**Quoted passage:**
THOSE NARROW MARGINS: Trump's victory margin continues to grow!

MONDAY, NOVEMBER 21, 2016

Part 2—Millions of "wasted votes:"
Donald J. Trump's victory margin has only continued to grow.

As of Saturday morning, with votes still being counted, Trump was ahead in the popular vote by minus 1.26 million. At least, that's what it said at the Washington Post; see Part 1 in this award-winning series.

The Post has maintained a running account of "Live Results" from the November 8 election. Yesterday morning, on Meet the Press, Chuck Todd updated those results from the day before:
TODD (11/20/16): And we are back. It's data download time.

[...]

Our friend Dave Wasserman over at the Cook Political Report has been keeping track of the national popular vote as it continues to be counted, particularly out west.

Hillary Clinton leads by more than 1.6 million votes nationally. And believe it or not, that's triple of what Al Gore led George W. Bush by in 2000.
According to Todd, Trump's victory margin had grown. As of yesterday morning, it stood at more than minus 1.6 million votes!

(Without stating a source or providing a link, Josh Marshall reported last night that Trump's mandate now stands at a negative "1.677 million votes or a 1.3 percentage point margin." As far as we know, both those numbers are still expected to grow.)

That's right! Trump is now ahead in the popular vote by more than minus 1.6 million votes! Unless you go back to the Washington Post, which hasn't bothered updating its numbers since last Saturday morning, when its count was already running behind the actual state of the tally.

At some point, we'll probably know how the popular vote turned out. Already, though, we're calling that overall situation problematic.

For the second time in the past five elections, the Democratic nominee is going to win the popular vote without winning the White House. That strikes us as a highly significant state of affairs.

But as the slacker Post helps show, this problematic state of affairs is being almost wholly ignored by the "mainstream press." Many people don't know that Candidate Clinton won the popular vote. On TV, they hear about the other candidate's "mandate."

(Our "mainstream press corps" is suddenly shrieking about the rise of "fake news." It's a bit like Santa Claus suddenly coming out against free toys. But as the children shriek and wail, they ignore the problematics involved in this year's popular vote.)

Let's repeat what we've said. In two of the last five elections, the Democratic nominee has won the most popular votes, but has failed to reach the White House.

**Instruction 1:** Name every politician and journalist mentioned in the post on Trump's victory margin.
**Instruction 2:** Duplicate the post on Trump's victory margin, taking everything from "As of Saturday" down to "by in 2000.".
Work only from the text above.

**Information shown:**

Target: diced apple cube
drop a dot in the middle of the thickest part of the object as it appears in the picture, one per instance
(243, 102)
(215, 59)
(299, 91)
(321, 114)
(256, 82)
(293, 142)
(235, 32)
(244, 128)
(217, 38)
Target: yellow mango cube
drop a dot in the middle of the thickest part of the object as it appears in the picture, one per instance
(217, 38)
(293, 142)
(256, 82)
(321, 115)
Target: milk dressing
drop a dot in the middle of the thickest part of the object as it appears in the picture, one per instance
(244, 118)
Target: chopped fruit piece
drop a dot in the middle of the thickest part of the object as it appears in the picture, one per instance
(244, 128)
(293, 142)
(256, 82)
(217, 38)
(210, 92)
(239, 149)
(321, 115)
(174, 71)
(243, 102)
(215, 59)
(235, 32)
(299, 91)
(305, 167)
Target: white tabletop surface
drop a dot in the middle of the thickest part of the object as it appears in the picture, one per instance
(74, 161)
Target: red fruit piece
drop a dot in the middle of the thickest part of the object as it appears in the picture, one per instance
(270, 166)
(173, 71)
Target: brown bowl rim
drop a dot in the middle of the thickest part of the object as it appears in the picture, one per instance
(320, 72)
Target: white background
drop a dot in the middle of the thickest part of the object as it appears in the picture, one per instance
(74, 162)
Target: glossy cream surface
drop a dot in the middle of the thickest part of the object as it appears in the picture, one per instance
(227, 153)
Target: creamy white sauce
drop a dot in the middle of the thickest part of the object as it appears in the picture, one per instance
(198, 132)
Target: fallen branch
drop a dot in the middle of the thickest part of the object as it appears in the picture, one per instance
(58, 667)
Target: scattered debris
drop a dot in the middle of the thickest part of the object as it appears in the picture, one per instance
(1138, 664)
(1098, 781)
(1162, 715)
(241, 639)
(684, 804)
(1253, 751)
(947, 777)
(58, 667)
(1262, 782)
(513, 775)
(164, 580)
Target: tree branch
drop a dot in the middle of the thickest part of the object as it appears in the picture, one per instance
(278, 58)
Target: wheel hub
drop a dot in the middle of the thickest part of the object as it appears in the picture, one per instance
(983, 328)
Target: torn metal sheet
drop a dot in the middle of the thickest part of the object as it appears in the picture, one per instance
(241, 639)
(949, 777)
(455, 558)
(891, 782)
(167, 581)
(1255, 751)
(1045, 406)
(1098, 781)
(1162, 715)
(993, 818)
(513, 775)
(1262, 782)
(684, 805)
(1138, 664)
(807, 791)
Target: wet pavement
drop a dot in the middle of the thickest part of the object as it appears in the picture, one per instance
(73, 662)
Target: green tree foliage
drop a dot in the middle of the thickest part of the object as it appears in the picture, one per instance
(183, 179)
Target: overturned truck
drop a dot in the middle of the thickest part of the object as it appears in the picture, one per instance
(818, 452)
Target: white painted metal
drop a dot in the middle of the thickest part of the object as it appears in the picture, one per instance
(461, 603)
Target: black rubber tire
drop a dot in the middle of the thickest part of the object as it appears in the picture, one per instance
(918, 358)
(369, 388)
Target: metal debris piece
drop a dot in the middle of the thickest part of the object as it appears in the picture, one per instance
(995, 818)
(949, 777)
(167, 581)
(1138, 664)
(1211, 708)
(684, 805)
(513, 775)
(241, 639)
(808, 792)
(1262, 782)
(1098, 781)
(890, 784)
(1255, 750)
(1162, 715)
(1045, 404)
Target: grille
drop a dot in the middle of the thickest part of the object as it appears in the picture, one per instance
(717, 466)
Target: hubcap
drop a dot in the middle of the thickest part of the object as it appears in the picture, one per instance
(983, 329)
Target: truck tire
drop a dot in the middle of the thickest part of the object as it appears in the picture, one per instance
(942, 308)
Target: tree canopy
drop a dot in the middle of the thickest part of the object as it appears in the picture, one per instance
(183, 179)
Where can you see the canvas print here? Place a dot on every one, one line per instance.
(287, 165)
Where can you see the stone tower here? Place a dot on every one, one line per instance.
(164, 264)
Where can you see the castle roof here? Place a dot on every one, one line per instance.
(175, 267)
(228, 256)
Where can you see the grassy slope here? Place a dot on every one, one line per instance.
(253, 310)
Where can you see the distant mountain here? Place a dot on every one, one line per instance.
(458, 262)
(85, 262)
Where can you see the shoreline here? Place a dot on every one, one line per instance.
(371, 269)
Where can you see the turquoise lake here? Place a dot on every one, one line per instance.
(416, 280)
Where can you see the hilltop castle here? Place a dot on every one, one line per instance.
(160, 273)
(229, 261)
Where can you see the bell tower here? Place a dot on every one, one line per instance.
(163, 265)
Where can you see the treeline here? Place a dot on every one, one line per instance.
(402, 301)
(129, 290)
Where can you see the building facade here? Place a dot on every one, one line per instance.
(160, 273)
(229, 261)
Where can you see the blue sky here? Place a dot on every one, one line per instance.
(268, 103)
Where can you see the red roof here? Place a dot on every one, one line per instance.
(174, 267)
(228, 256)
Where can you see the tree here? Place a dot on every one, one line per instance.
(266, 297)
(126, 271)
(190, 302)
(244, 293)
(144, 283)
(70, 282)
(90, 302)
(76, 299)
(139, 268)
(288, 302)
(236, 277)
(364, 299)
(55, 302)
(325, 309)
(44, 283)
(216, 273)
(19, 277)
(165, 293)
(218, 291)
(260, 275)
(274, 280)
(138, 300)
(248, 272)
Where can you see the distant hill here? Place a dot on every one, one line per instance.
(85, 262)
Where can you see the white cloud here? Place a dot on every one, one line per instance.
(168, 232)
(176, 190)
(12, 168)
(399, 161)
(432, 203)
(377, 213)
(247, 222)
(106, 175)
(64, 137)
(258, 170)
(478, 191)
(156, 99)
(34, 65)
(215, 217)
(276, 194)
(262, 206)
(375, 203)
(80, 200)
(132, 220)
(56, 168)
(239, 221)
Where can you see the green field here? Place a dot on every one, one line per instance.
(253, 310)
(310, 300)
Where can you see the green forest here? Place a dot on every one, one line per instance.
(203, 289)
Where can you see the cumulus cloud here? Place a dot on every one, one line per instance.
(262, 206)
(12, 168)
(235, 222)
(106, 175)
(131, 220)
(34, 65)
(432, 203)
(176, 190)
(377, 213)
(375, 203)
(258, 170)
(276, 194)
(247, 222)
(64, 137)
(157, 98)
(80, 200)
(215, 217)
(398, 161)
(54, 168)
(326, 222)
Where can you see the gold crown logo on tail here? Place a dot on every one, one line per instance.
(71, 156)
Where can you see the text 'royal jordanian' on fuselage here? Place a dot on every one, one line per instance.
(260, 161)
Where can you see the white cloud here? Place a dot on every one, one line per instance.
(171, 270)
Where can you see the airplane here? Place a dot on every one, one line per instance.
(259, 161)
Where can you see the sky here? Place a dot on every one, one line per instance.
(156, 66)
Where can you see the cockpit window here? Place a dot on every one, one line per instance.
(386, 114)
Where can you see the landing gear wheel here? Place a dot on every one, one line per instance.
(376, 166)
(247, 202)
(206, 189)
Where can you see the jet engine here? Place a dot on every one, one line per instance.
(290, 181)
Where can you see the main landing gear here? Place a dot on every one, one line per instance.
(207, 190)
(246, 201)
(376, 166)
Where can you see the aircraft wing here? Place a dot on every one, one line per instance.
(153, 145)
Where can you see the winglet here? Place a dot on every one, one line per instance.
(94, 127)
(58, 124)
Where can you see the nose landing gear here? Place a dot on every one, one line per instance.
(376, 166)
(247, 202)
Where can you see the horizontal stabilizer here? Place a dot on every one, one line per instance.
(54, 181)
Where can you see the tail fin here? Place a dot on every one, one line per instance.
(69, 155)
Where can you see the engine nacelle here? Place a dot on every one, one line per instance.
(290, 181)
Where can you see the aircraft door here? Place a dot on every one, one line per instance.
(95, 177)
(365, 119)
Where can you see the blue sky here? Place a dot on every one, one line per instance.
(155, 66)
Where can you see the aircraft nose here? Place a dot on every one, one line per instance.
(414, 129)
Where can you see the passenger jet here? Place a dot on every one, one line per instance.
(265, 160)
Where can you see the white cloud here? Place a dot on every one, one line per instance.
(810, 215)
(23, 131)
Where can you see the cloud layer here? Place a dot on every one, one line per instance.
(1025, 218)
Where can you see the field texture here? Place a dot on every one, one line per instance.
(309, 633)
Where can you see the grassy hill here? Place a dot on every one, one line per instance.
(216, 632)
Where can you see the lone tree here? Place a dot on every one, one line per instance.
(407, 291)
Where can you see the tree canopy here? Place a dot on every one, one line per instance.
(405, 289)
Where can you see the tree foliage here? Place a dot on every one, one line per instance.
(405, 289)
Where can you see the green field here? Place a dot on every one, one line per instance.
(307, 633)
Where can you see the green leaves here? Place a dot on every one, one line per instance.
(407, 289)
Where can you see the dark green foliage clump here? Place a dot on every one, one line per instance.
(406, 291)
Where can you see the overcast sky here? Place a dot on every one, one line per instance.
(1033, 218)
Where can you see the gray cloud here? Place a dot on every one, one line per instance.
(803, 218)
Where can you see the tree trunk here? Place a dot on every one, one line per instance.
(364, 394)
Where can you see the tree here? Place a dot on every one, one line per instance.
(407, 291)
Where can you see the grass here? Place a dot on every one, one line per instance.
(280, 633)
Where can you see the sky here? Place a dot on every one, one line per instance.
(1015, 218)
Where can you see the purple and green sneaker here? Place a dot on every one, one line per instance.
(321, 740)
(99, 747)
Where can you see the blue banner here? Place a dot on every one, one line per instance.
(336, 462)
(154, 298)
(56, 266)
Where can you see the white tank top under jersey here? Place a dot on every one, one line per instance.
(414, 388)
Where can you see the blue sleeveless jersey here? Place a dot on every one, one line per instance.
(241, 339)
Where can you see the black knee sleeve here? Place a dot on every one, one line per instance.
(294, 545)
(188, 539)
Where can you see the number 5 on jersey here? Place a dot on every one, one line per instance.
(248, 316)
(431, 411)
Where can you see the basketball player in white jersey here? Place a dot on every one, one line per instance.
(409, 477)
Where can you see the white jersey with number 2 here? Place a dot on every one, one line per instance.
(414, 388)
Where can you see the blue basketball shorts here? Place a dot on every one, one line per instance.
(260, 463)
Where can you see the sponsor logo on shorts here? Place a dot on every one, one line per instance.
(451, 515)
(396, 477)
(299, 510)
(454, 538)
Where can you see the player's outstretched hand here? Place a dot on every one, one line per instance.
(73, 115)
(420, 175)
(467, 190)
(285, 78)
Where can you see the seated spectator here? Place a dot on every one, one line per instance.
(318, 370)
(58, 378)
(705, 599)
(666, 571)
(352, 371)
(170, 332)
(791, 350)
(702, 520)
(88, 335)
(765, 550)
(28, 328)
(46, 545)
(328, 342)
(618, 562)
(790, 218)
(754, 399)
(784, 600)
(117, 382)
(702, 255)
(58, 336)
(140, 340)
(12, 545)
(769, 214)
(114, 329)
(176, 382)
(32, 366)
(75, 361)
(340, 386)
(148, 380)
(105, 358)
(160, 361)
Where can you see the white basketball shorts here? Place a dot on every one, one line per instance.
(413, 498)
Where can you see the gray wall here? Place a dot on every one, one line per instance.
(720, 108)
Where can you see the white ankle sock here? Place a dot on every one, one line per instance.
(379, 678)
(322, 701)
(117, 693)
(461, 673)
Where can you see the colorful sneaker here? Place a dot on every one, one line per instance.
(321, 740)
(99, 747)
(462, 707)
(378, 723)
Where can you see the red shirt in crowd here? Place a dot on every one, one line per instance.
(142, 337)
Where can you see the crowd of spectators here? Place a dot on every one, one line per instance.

**Full response 1:** Donald J. Trump, Chuck Todd, Dave Wasserman, Hillary Clinton, Al Gore, George W. Bush, Josh Marshall

**Full response 2:**
As of Saturday morning, with votes still being counted, Trump was ahead in the popular vote by minus 1.26 million. At least, that's what it said at the Washington Post; see Part 1 in this award-winning series.

The Post has maintained a running account of "Live Results" from the November 8 election. Yesterday morning, on Meet the Press, Chuck Todd updated those results from the day before:
TODD (11/20/16): And we are back. It's data download time.

[...]

Our friend Dave Wasserman over at the Cook Political Report has been keeping track of the national popular vote as it continues to be counted, particularly out west.

Hillary Clinton leads by more than 1.6 million votes nationally. And believe it or not, that's triple of what Al Gore led George W. Bush by in 2000.